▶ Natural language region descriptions
· · · · · · ·
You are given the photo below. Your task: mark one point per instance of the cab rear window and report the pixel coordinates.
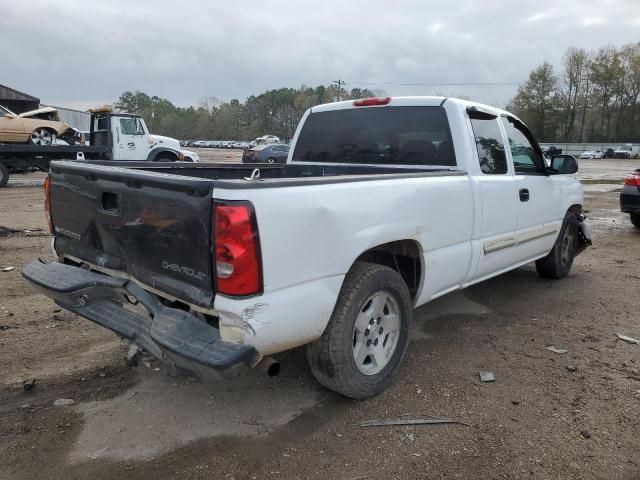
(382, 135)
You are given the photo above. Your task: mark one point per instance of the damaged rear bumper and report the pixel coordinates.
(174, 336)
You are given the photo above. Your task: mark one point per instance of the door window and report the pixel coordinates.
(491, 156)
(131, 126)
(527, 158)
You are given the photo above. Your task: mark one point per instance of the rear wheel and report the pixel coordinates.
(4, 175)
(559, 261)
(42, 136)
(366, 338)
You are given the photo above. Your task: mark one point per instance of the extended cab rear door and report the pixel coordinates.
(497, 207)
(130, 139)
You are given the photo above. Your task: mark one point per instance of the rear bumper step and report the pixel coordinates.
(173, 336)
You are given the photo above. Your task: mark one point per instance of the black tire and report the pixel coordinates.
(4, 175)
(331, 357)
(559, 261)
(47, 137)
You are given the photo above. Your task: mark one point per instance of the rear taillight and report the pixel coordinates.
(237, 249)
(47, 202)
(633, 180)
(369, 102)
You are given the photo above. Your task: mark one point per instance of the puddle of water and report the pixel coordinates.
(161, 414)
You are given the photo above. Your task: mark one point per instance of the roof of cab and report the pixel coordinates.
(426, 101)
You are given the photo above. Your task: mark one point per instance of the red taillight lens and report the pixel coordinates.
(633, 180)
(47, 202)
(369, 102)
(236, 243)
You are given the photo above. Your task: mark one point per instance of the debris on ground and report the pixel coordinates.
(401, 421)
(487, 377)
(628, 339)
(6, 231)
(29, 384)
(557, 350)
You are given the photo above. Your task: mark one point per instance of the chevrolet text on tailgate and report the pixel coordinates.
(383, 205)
· · · · · · ·
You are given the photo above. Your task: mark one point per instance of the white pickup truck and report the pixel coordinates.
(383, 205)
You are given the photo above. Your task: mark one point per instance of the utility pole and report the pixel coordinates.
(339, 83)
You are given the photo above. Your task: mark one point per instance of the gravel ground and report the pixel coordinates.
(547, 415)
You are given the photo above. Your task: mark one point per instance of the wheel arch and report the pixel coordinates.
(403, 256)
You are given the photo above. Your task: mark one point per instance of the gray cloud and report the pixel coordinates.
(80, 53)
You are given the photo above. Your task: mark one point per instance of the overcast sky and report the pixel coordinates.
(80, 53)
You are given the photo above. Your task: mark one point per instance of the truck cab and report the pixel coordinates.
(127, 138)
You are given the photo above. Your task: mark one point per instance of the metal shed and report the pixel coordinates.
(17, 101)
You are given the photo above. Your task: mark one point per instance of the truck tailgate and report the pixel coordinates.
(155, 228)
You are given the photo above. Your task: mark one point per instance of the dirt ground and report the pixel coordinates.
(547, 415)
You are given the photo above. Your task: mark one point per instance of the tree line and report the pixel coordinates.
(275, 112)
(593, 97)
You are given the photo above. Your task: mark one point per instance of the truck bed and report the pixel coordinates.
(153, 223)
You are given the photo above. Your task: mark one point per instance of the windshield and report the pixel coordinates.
· · · · · · ·
▶ Instructions to follow
The reply should consist solely of the lines above from the one that has "line and report the pixel coordinates." through the one that has "windshield and report the pixel coordinates.", reproduced exactly.

▶ Response for this exercise
You are given the photo above. Your task: mark one point per instance of the tree line and report the pixel coordinates.
(275, 112)
(593, 97)
You are given the photo above. Your task: mark one point per instance of the truck bed and report the pixel coordinates.
(153, 223)
You are given the photo above. Your task: mark one point per instance of the windshield and report the pixel coordinates.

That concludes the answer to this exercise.